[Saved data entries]
——
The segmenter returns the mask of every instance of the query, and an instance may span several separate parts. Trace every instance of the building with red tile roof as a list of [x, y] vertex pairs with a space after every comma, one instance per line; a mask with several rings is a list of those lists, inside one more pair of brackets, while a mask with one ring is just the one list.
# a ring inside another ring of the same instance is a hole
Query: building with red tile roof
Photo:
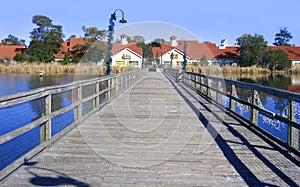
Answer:
[[300, 65], [300, 46], [269, 46], [269, 49], [282, 49], [289, 55], [293, 65]]
[[70, 52], [70, 57], [73, 57], [72, 51], [74, 50], [74, 46], [83, 45], [83, 38], [70, 38], [69, 41], [65, 41], [61, 44], [60, 51], [57, 54], [54, 54], [56, 61], [64, 58], [66, 52]]
[[[112, 65], [135, 64], [141, 67], [143, 50], [137, 47], [135, 42], [128, 43], [127, 34], [121, 34], [121, 41], [114, 42], [112, 48]], [[197, 40], [176, 40], [176, 36], [170, 36], [170, 41], [161, 44], [161, 47], [153, 47], [153, 59], [159, 64], [170, 64], [171, 54], [173, 54], [172, 64], [179, 65], [183, 61], [184, 45], [186, 44], [186, 55], [188, 63], [199, 62], [205, 57], [209, 64], [234, 64], [239, 59], [239, 46], [228, 46], [228, 42], [223, 40], [220, 46], [210, 42], [199, 42]], [[57, 59], [62, 59], [67, 51], [73, 51], [73, 47], [84, 44], [83, 38], [71, 38], [69, 42], [62, 44], [61, 50], [55, 55]], [[269, 46], [270, 49], [283, 49], [293, 65], [300, 64], [299, 46]], [[70, 54], [70, 56], [72, 53]]]
[[5, 45], [0, 43], [0, 58], [12, 59], [17, 53], [22, 53], [24, 45]]
[[137, 47], [136, 43], [114, 42], [112, 54], [112, 66], [142, 66], [143, 49]]

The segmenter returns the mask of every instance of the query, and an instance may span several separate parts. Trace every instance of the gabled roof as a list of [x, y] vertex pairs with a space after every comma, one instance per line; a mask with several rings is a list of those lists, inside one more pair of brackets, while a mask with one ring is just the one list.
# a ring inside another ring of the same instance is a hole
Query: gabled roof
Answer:
[[269, 49], [284, 50], [291, 60], [300, 60], [300, 46], [269, 46]]
[[24, 45], [4, 45], [0, 43], [0, 58], [13, 58], [17, 53], [21, 53]]
[[225, 49], [220, 49], [215, 43], [207, 43], [208, 48], [213, 54], [213, 58], [239, 58], [238, 46], [227, 46]]
[[63, 58], [67, 51], [72, 51], [73, 47], [76, 45], [83, 45], [84, 39], [83, 38], [70, 38], [69, 42], [63, 42], [61, 44], [60, 50], [57, 54], [54, 54], [56, 58]]
[[[184, 51], [184, 43], [186, 42], [186, 53], [191, 59], [200, 59], [203, 56], [213, 58], [214, 54], [210, 49], [211, 43], [199, 43], [197, 40], [177, 40], [177, 49]], [[215, 45], [215, 44], [214, 44]]]
[[126, 45], [122, 45], [119, 42], [114, 42], [113, 48], [112, 48], [112, 54], [115, 55], [118, 52], [120, 52], [126, 48], [130, 49], [131, 51], [135, 52], [136, 54], [138, 54], [140, 56], [143, 56], [143, 49], [140, 47], [137, 47], [136, 43], [128, 43]]
[[156, 54], [158, 53], [159, 56], [162, 56], [169, 51], [172, 51], [175, 47], [172, 47], [167, 44], [161, 44], [161, 47], [152, 47], [152, 54], [153, 57], [156, 58]]

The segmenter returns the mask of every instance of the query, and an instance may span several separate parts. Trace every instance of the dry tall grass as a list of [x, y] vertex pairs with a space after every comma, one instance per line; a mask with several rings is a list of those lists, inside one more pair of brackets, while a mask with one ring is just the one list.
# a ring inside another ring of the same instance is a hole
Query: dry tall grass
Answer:
[[[180, 66], [177, 67], [178, 69], [181, 69]], [[291, 68], [291, 70], [285, 70], [285, 71], [271, 71], [267, 68], [262, 67], [233, 67], [233, 66], [193, 66], [193, 65], [187, 65], [186, 68], [187, 72], [193, 72], [193, 73], [201, 73], [205, 75], [211, 75], [216, 77], [265, 77], [269, 76], [271, 74], [300, 74], [300, 66], [294, 66]]]
[[[137, 69], [134, 66], [116, 66], [112, 67], [112, 73], [121, 73]], [[9, 64], [8, 66], [0, 64], [0, 73], [19, 73], [19, 74], [98, 74], [104, 75], [106, 67], [103, 65], [78, 63], [61, 65], [59, 63], [21, 63]]]

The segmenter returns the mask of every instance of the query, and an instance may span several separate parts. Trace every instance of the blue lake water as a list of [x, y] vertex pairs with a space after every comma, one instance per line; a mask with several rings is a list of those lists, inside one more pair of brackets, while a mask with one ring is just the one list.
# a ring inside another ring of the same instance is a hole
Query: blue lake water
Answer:
[[[39, 75], [0, 74], [0, 97], [24, 92], [44, 86], [71, 83], [77, 80], [97, 77], [96, 75]], [[52, 110], [72, 103], [72, 93], [52, 96]], [[0, 136], [38, 119], [45, 112], [44, 98], [0, 109]], [[74, 122], [74, 110], [65, 112], [51, 120], [51, 135], [54, 136]], [[41, 143], [40, 126], [0, 144], [0, 170], [11, 164]]]
[[39, 75], [0, 74], [0, 96], [24, 92], [44, 86], [66, 84], [77, 80], [97, 77], [96, 75]]

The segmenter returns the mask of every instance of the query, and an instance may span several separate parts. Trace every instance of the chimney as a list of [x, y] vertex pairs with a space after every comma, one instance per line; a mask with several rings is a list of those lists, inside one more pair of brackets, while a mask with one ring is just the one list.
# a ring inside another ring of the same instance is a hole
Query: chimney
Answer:
[[176, 41], [176, 36], [174, 36], [174, 35], [172, 35], [172, 36], [170, 36], [170, 40], [171, 40], [171, 42], [170, 42], [170, 44], [171, 44], [171, 46], [173, 46], [173, 47], [175, 47], [175, 46], [177, 46], [178, 44], [177, 44], [177, 41]]
[[127, 45], [128, 40], [127, 40], [127, 34], [121, 34], [121, 45]]
[[228, 41], [223, 39], [221, 41], [221, 45], [219, 46], [219, 49], [225, 49], [228, 46]]

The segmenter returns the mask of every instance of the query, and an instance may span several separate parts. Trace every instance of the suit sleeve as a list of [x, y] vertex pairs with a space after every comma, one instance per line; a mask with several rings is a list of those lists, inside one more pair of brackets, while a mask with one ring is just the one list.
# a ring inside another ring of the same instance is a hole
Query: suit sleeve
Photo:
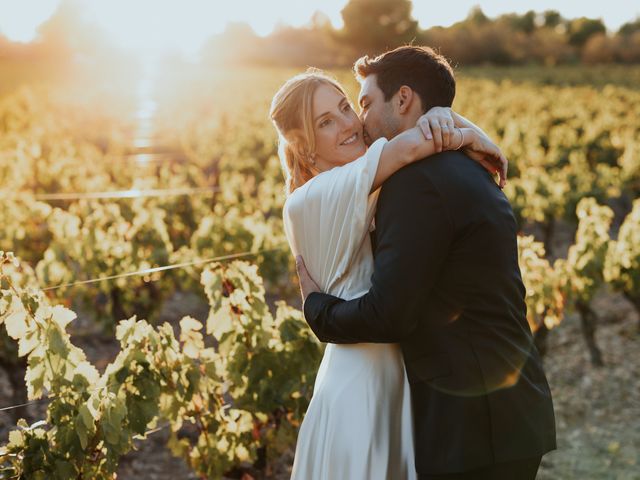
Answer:
[[417, 326], [421, 301], [446, 260], [453, 223], [438, 190], [414, 166], [394, 174], [380, 192], [369, 292], [349, 301], [313, 293], [305, 301], [305, 318], [321, 341], [392, 343]]

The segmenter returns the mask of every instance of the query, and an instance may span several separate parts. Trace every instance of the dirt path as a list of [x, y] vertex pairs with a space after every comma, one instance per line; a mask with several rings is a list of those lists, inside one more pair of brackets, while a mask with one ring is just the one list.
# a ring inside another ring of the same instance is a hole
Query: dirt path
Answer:
[[603, 293], [593, 306], [604, 367], [590, 364], [576, 315], [549, 337], [558, 450], [545, 456], [541, 480], [640, 479], [639, 319], [618, 295]]

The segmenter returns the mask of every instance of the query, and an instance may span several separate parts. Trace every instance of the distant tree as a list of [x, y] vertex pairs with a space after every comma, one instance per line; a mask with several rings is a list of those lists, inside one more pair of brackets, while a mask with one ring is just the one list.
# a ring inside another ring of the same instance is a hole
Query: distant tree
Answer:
——
> Exercise brief
Every last line above must be reproduced as written, and no pictures belong in the copy.

> Task solution
The segmenter returns the mask of every instance of the query, and an instance may span several separate parts. Trace every instance of the building with red tile roof as a list of [x, y] vertex pairs with a space after every comma, one instance per line; a mask with several rings is a list of those lists, inside one more pair of brackets, while a mask with one ring is just the one list.
# a ring inside another ring of the same instance is a hole
Query: building with red tile roof
Photo:
Answer:
[[300, 65], [300, 46], [269, 46], [269, 49], [282, 49], [289, 55], [293, 65]]
[[70, 52], [70, 57], [73, 57], [72, 51], [74, 50], [74, 46], [83, 45], [83, 38], [70, 38], [69, 41], [65, 41], [61, 44], [60, 51], [57, 54], [54, 54], [56, 61], [64, 58], [66, 52]]
[[[112, 65], [135, 64], [141, 67], [143, 50], [137, 47], [135, 42], [128, 43], [127, 34], [121, 34], [121, 41], [114, 42], [112, 48]], [[197, 40], [176, 40], [176, 36], [170, 36], [170, 41], [161, 44], [161, 47], [153, 47], [153, 59], [159, 64], [170, 64], [171, 54], [173, 54], [172, 64], [179, 65], [183, 61], [184, 45], [186, 44], [186, 55], [188, 63], [199, 62], [205, 57], [209, 64], [234, 64], [239, 59], [239, 46], [228, 46], [228, 42], [223, 40], [220, 46], [210, 42], [199, 42]], [[57, 59], [62, 59], [67, 51], [73, 51], [73, 47], [84, 44], [83, 38], [71, 38], [69, 42], [62, 44], [61, 50], [55, 55]], [[269, 46], [270, 49], [283, 49], [293, 65], [300, 64], [299, 46]], [[70, 54], [70, 56], [72, 53]]]
[[5, 45], [0, 43], [0, 58], [12, 59], [17, 53], [22, 53], [24, 45]]
[[137, 47], [136, 43], [114, 42], [112, 54], [112, 66], [142, 66], [143, 49]]

The segmenter returns the mask of every instance of the query, and an instance may span several separate parts. Trace every instance of the gabled roof as a list of [x, y] vertex pairs with a space after every comma, one instance per line; a mask with several rings is a list of those lists, inside one more pair of brackets, while a mask with one ring is just the one list.
# a ring inside another ring of the same instance is a hole
Query: gabled roof
Answer:
[[269, 49], [284, 50], [291, 60], [300, 60], [300, 46], [269, 46]]
[[24, 45], [4, 45], [0, 43], [0, 58], [13, 58], [17, 53], [21, 53]]
[[225, 49], [220, 49], [215, 43], [207, 43], [208, 48], [213, 54], [213, 58], [239, 58], [238, 46], [227, 46]]
[[63, 58], [67, 51], [72, 51], [73, 47], [76, 45], [83, 45], [84, 39], [83, 38], [70, 38], [69, 42], [63, 42], [61, 44], [60, 50], [57, 54], [54, 54], [56, 58]]
[[[184, 51], [184, 43], [186, 42], [186, 53], [191, 59], [200, 59], [203, 56], [213, 58], [214, 54], [210, 49], [211, 43], [199, 43], [197, 40], [177, 40], [177, 49]], [[215, 45], [215, 44], [214, 44]]]
[[126, 45], [122, 45], [119, 42], [114, 42], [113, 48], [112, 48], [112, 54], [115, 55], [118, 52], [120, 52], [126, 48], [130, 49], [131, 51], [135, 52], [136, 54], [138, 54], [140, 56], [143, 56], [143, 49], [140, 47], [137, 47], [136, 43], [128, 43]]
[[156, 54], [158, 53], [159, 56], [162, 56], [169, 51], [172, 51], [175, 47], [172, 47], [167, 44], [161, 44], [161, 47], [152, 47], [152, 54], [153, 57], [156, 58]]

The segmenter returns the mask of every instance of the query, and an instance may span several separate parts. Trace every instance of the dry tall grass as a list of [x, y] vertex pairs with a space after every comma, one instance per line; a mask with several rings is a list of those lists, inside one more pair of brackets, while a mask with one ring is just the one list.
# a ring inside another ring of the same instance is a hole
Query: dry tall grass
Answer:
[[[180, 66], [177, 67], [178, 69], [181, 69]], [[291, 68], [291, 70], [285, 70], [285, 71], [271, 71], [267, 68], [262, 67], [233, 67], [233, 66], [193, 66], [193, 65], [187, 65], [186, 68], [187, 72], [193, 72], [193, 73], [201, 73], [205, 75], [211, 75], [216, 77], [265, 77], [269, 76], [271, 74], [300, 74], [300, 66], [294, 66]]]
[[[137, 69], [134, 66], [116, 66], [112, 67], [112, 73], [121, 73]], [[9, 64], [8, 66], [0, 64], [0, 73], [19, 73], [19, 74], [98, 74], [104, 75], [106, 67], [103, 65], [78, 63], [61, 65], [59, 63], [21, 63]]]

The segmenter returns the mask of every instance of the query, and an instance may span several separate parts. Trace every instance of the blue lake water as a list of [x, y] vertex pairs with a space after every comma, one instance per line; a mask with several rings is a list of those lists, inside one more pair of brackets, while a mask with one ring is just the one list.
# a ring inside another ring of the same instance is a hole
Query: blue lake water
Answer:
[[[39, 75], [0, 74], [0, 97], [24, 92], [44, 86], [71, 83], [77, 80], [97, 77], [96, 75]], [[52, 110], [72, 103], [72, 93], [52, 96]], [[0, 136], [38, 119], [45, 112], [44, 98], [0, 109]], [[74, 122], [74, 110], [65, 112], [51, 120], [51, 135], [54, 136]], [[41, 143], [40, 126], [0, 144], [0, 170], [11, 164]]]
[[39, 75], [0, 74], [0, 96], [24, 92], [44, 86], [66, 84], [77, 80], [97, 77], [96, 75]]

The segmenter returns the mask of every instance of the query, and an instance may span several separate parts. Trace every instance of the chimney as a list of [x, y] vertex pairs with a space after every comma, one instance per line; a mask with several rings is a list of those lists, inside one more pair of brackets, while a mask with one ring is just the one list.
# a ring inside another ring of the same instance is a hole
Query: chimney
Answer:
[[176, 41], [176, 36], [174, 36], [174, 35], [172, 35], [172, 36], [170, 36], [170, 40], [171, 40], [171, 42], [170, 42], [170, 44], [171, 44], [171, 46], [173, 46], [173, 47], [175, 47], [175, 46], [177, 46], [178, 44], [177, 44], [177, 41]]
[[127, 45], [128, 40], [127, 40], [127, 34], [121, 34], [121, 45]]
[[228, 41], [223, 39], [221, 41], [221, 45], [219, 46], [219, 49], [225, 49], [228, 46]]

The segmenter returns the mask of every instance of the query, and an instance may span several separate parts. Trace every instance of the suit sleeve as a list of [x, y] vertex pairs with a space after every comma, one instance per line; a mask with several rings is a list of those lists, inside one more pair of brackets, while a mask with one ring is just the one list.
# a ring inside another ring of the same instance is a hole
Query: suit sleeve
Photo:
Answer:
[[417, 326], [421, 301], [446, 260], [453, 223], [438, 190], [414, 166], [394, 174], [380, 192], [369, 292], [349, 301], [313, 293], [305, 301], [305, 318], [321, 341], [392, 343]]

The segmenter returns the mask of every instance of the query, and an instance may span several separate parts. Trace every instance of the dirt path as a list of [x, y] vertex pairs with a space after every comma, one instance per line; a mask with several rings is a list of those lists, inside one more pair of brackets, while a mask with one ring is just the one list.
# a ring inside another ring of the same instance is a hole
Query: dirt path
Answer:
[[603, 293], [593, 306], [604, 367], [590, 364], [576, 315], [549, 337], [558, 450], [545, 456], [541, 480], [640, 479], [639, 319], [618, 295]]

The segmenter returns the mask of every instance of the query, and an instance may span several separate parts. Trace every instance of the distant tree as a list of [x, y] vertex pairs with a space after every comma, one instance per line; a mask with several rings is a list of those lists, inside one more pair of brackets, while a mask with one ring is just the one list.
# a ring inside another ring of the same instance is a hole
Query: distant tree
Answer:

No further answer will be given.